Copy all of the data below word for word, but leave out the picture.
____________________
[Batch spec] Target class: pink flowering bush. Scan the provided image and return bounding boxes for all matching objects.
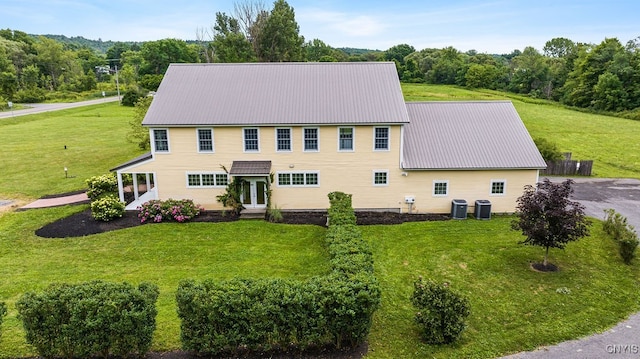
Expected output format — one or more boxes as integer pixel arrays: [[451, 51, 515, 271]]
[[138, 199, 204, 223]]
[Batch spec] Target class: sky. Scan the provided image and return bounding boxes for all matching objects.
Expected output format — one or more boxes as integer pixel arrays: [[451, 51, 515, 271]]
[[0, 0, 640, 54]]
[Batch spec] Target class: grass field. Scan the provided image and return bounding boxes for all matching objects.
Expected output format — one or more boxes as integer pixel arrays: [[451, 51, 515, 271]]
[[0, 85, 640, 358], [0, 206, 330, 358], [0, 103, 142, 199]]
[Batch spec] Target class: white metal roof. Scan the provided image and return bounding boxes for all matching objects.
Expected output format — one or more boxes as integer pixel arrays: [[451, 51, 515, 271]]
____________________
COMPLETE OUTPUT.
[Batch spec] Target class: pink flowering bush. Scan the provided image and return bounding boxes for all matching objects.
Expected output format — one or more boxes as integer pixel arrays: [[451, 51, 515, 271]]
[[138, 199, 204, 223]]
[Batch spec] Target class: sky. Scan the provided image and return bounding boxes for all matching objects.
Expected output format — one or more boxes as integer pixel arrays: [[451, 51, 515, 271]]
[[0, 0, 640, 54]]
[Batch spec] Target class: grass field. Scan the provided image and return bounding boxes for all matching objects.
Expected output format — one or more boxes as integer pixel arrays: [[451, 51, 515, 271]]
[[0, 85, 640, 358], [0, 206, 330, 358], [0, 103, 142, 199]]
[Batch spec] Target class: white metal roof. Scan the provided image and return bounding boxes for all matching objects.
Expected output format — one or more boxes as integer pixel arrays: [[451, 51, 515, 271]]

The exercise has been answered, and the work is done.